SET TASK – Reproduce every entry exactly and leave its pictures out.
___ DATA ROWS ___
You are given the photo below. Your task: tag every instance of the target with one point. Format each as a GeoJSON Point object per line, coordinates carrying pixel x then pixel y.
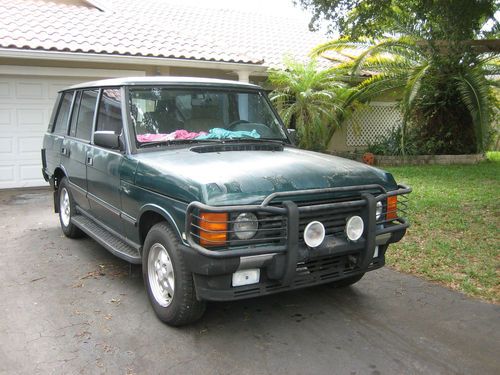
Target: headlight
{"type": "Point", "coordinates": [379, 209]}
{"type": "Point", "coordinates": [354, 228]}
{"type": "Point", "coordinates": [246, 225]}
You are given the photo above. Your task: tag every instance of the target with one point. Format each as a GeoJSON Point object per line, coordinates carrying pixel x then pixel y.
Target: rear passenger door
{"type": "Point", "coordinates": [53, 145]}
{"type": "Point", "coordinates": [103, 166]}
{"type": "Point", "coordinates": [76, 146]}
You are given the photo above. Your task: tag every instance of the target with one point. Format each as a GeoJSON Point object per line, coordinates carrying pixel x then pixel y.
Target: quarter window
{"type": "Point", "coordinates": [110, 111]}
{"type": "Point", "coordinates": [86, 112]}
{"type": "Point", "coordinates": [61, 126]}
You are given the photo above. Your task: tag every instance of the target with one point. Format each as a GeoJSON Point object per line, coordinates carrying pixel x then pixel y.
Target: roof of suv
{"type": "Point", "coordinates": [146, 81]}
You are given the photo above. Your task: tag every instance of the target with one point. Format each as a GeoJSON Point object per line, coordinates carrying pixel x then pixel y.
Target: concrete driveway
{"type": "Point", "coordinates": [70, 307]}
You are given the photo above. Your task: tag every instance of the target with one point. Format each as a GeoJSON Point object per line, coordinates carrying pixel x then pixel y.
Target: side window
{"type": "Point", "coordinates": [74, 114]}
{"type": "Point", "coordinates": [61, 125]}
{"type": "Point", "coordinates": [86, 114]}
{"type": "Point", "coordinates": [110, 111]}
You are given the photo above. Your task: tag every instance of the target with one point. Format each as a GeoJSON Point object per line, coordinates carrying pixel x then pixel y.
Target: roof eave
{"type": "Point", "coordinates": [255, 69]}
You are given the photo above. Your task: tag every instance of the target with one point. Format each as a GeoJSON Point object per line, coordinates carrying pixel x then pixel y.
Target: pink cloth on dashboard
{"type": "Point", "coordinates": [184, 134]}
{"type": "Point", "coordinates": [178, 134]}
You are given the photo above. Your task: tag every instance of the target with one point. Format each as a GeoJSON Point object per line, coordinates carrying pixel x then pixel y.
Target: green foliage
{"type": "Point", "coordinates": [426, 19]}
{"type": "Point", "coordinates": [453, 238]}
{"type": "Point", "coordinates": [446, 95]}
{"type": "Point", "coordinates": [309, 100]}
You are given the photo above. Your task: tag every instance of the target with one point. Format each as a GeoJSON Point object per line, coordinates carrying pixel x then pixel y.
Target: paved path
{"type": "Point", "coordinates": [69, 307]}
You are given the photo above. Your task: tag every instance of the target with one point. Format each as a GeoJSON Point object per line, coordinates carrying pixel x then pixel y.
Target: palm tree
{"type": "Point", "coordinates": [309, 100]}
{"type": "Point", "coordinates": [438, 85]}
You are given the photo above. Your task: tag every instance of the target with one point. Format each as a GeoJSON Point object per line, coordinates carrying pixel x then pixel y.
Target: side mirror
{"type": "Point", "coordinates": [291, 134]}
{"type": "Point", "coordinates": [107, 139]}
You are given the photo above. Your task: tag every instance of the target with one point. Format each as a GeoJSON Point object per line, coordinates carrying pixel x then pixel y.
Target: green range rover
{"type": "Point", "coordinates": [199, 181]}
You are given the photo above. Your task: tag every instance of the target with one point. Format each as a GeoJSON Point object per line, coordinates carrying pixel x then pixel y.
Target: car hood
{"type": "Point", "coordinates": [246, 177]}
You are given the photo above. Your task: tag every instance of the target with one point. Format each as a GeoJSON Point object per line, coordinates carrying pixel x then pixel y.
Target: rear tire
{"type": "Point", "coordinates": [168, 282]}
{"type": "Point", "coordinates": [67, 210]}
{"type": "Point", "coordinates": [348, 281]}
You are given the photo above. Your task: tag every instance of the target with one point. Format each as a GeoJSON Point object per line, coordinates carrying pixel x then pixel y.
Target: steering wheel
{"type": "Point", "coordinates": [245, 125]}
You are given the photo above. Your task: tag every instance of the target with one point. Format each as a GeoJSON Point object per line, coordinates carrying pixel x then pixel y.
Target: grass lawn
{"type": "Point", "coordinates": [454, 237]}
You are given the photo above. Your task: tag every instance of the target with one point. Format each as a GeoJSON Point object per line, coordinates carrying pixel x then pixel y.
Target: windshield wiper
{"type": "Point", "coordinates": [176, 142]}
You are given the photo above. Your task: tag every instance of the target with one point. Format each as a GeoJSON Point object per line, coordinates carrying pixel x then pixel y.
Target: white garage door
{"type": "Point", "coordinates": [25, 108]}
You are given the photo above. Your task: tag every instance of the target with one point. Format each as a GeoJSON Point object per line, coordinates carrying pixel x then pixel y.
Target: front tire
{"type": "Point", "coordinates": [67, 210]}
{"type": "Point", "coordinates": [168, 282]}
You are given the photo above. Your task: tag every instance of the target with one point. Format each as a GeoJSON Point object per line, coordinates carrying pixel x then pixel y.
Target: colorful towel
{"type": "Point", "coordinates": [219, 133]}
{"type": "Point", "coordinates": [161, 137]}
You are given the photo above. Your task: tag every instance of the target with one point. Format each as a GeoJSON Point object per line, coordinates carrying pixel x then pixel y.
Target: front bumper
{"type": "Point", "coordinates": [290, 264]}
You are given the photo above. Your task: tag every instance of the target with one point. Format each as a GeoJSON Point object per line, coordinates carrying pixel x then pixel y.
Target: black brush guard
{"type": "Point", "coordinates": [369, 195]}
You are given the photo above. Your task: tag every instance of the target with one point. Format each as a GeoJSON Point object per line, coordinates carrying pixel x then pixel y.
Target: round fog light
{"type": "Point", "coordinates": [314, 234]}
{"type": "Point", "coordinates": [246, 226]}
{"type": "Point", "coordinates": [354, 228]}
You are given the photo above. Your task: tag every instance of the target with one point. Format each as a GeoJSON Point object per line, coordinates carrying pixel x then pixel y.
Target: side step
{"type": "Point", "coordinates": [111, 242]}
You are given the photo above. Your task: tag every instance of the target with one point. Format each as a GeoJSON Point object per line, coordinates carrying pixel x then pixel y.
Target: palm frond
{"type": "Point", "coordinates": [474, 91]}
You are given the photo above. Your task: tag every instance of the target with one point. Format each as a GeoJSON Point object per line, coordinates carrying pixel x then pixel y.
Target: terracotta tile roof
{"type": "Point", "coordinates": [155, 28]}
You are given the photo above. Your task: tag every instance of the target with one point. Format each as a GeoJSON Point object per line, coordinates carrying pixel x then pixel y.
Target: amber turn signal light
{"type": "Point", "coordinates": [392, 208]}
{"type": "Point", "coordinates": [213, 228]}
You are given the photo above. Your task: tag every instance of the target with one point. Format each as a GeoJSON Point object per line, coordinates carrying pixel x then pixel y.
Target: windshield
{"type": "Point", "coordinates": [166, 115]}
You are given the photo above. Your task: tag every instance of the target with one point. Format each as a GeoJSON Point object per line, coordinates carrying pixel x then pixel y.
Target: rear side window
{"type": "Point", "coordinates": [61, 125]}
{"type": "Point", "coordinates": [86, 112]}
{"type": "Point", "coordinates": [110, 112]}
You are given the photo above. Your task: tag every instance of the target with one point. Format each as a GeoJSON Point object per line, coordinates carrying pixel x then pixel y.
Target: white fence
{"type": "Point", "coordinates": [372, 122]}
___
SOLUTION –
You are given the photo below. Your task: tag every instance of the target with one point. Format each as a GeoJSON Point object per line, coordinates carrying pixel x then pixel y.
Target: headlight
{"type": "Point", "coordinates": [379, 209]}
{"type": "Point", "coordinates": [354, 228]}
{"type": "Point", "coordinates": [246, 225]}
You are given the photo above. Your task: tag every instance of the target with one point. Format each as a GeoJSON Point object per line, coordinates carrying pixel x then pixel y.
Target: rear passenger door
{"type": "Point", "coordinates": [53, 145]}
{"type": "Point", "coordinates": [103, 166]}
{"type": "Point", "coordinates": [76, 146]}
You are given the photo above. Your task: tag every instance of the target with one point. Format each as a GeoJSON Point object per line, coordinates carrying pixel x then pixel y.
Target: quarter window
{"type": "Point", "coordinates": [110, 111]}
{"type": "Point", "coordinates": [86, 112]}
{"type": "Point", "coordinates": [61, 126]}
You are given the photo above. Your task: tag every instance of the target with one point. Format each as a GeoJSON Point object per line, coordinates carrying pixel x then pixel y.
Target: roof of suv
{"type": "Point", "coordinates": [146, 81]}
You are given the photo above. Your task: tag every instance of the target with one point. Format each as a GeoJSON Point object per line, coordinates carrying pixel x then pixel y.
Target: concrete driveway
{"type": "Point", "coordinates": [70, 307]}
You are given the photo above. Your task: tag every instance of the target with one point. Format each as a GeoJSON Point object per line, coordinates carrying pixel x then pixel y.
Target: side window
{"type": "Point", "coordinates": [74, 114]}
{"type": "Point", "coordinates": [61, 125]}
{"type": "Point", "coordinates": [86, 114]}
{"type": "Point", "coordinates": [110, 111]}
You are given the photo above. Your task: tag every instance of the target with one point. Format each as a GeoJSON Point object per line, coordinates carrying pixel x then pixel y.
Target: roof eave
{"type": "Point", "coordinates": [255, 69]}
You are given the photo above. Your task: tag every instance of the target with one point. Format each as a GeoJSON Point object per line, coordinates carrying pixel x then pixel y.
Target: pink cloth on dashboard
{"type": "Point", "coordinates": [184, 134]}
{"type": "Point", "coordinates": [178, 134]}
You are given the photo above. Your task: tag every instance of the target with one point. Format each as a GeoJSON Point object per line, coordinates carrying pixel x then pixel y.
Target: green foliage
{"type": "Point", "coordinates": [426, 19]}
{"type": "Point", "coordinates": [453, 238]}
{"type": "Point", "coordinates": [446, 95]}
{"type": "Point", "coordinates": [309, 100]}
You are given the photo above. Your task: tag every instance of the target with one point. Format each as a GeoJSON Point object per line, coordinates carrying pixel x then pixel y.
Target: paved path
{"type": "Point", "coordinates": [69, 307]}
You are given the photo above. Your task: tag every instance of the target with one point. Format each as a GeoJSON Point object per line, coordinates carrying pixel x then pixel y.
Target: palm tree
{"type": "Point", "coordinates": [309, 100]}
{"type": "Point", "coordinates": [438, 85]}
You are given the photo above. Your task: tag every instance of the target with one point. Format each as a GeoJSON Point object per line, coordinates carrying pixel x then pixel y.
Target: side mirror
{"type": "Point", "coordinates": [291, 134]}
{"type": "Point", "coordinates": [107, 139]}
You are given the photo above. Your task: tag every instance of the target with one point. Format each as a GeoJSON Point object per line, coordinates carrying pixel x then pixel y.
Target: green range rover
{"type": "Point", "coordinates": [199, 181]}
You are given the photo above. Your task: tag every instance of the target with one point. Format each as a GeoJSON Point object per line, coordinates carrying pixel x then pixel y.
Target: car hood
{"type": "Point", "coordinates": [246, 177]}
You are given the photo above. Your task: tag every instance of the target with one point. Format each as a GeoJSON Point object per line, coordinates carrying pixel x then pixel y.
Target: rear tire
{"type": "Point", "coordinates": [168, 282]}
{"type": "Point", "coordinates": [67, 210]}
{"type": "Point", "coordinates": [348, 281]}
You are given the photo above. Your task: tag every instance of the target with one point. Format each as a GeoJSON Point object per line, coordinates carrying pixel x then pixel y.
Target: steering wheel
{"type": "Point", "coordinates": [245, 125]}
You are given the photo above. Your task: tag every instance of the target with one point. Format each as a GeoJSON Point object per line, coordinates carrying pixel x then pixel y.
Target: grass lawn
{"type": "Point", "coordinates": [454, 237]}
You are given the photo above. Your task: tag every instance of the target with one point. Format each as a GeoJSON Point object per line, coordinates carrying pixel x then pixel y.
Target: windshield wiper
{"type": "Point", "coordinates": [176, 142]}
You are given the photo above. Your task: tag every instance of the target with one point. Format each as a GeoJSON Point object per line, coordinates carrying pixel x then pixel y.
Target: white garage door
{"type": "Point", "coordinates": [25, 108]}
You are given the photo above. Your task: tag every instance of the target with one point. Format each as a GeoJSON Point object per line, coordinates carrying pixel x then pixel y.
Target: front tire
{"type": "Point", "coordinates": [67, 210]}
{"type": "Point", "coordinates": [168, 282]}
You are given the photo above. Your task: tag every instance of the target with one point. Format each as a GeoJSON Point object per line, coordinates carrying pixel x then pixel y.
Target: colorful towel
{"type": "Point", "coordinates": [219, 133]}
{"type": "Point", "coordinates": [161, 137]}
You are given the photo above. Your task: tag every instance of the target with one point. Format each as a GeoJSON Point object per line, coordinates carrying pixel x then pixel y.
Target: front bumper
{"type": "Point", "coordinates": [290, 264]}
You are given the photo above. Your task: tag every instance of the target with one point. Format each as a GeoJSON Point object per line, coordinates carrying pixel x then pixel y.
Target: black brush guard
{"type": "Point", "coordinates": [369, 195]}
You are given the photo above. Your task: tag every instance of the target with one point. Format each as a GeoJSON Point object per line, coordinates carrying pixel x then pixel y.
Target: round fog light
{"type": "Point", "coordinates": [314, 234]}
{"type": "Point", "coordinates": [246, 226]}
{"type": "Point", "coordinates": [354, 228]}
You are given the photo above. Your task: tag every instance of the target with one point. Format each as a GeoJSON Point object per line, coordinates carrying pixel x then pixel y.
Target: side step
{"type": "Point", "coordinates": [111, 242]}
You are given the photo above. Your task: tag every instance of the target with one point. Format each as a GeoJSON Point object per line, coordinates carrying pixel x then pixel y.
Target: palm frond
{"type": "Point", "coordinates": [474, 91]}
You are given the photo above. Your task: tag every instance of the target with one point. Format each as a GeoJSON Point object per line, coordinates carrying pixel x then pixel y.
Target: terracotta tile roof
{"type": "Point", "coordinates": [155, 28]}
You are given the photo above. Your task: tag every instance of the target with one point. Format each as a GeoJSON Point object per line, coordinates carrying pixel x then pixel y.
Target: amber turn signal light
{"type": "Point", "coordinates": [392, 208]}
{"type": "Point", "coordinates": [213, 228]}
You are given the photo above. Your task: tag every instance of the target with one point. Format each as a GeoJSON Point object per line, coordinates carrying pixel x then pixel y.
Target: windshield
{"type": "Point", "coordinates": [166, 115]}
You are given the photo above. Your task: tag every instance of the target with one point. Format each as a GeoJSON Point object per line, coordinates carrying pixel x then pixel y.
Target: rear side window
{"type": "Point", "coordinates": [61, 125]}
{"type": "Point", "coordinates": [86, 112]}
{"type": "Point", "coordinates": [110, 112]}
You are given the photo above. Your task: tag every instance of the target with one point. Format each as a GeoJSON Point object per line, coordinates carrying pixel x then pixel y.
Target: white fence
{"type": "Point", "coordinates": [372, 122]}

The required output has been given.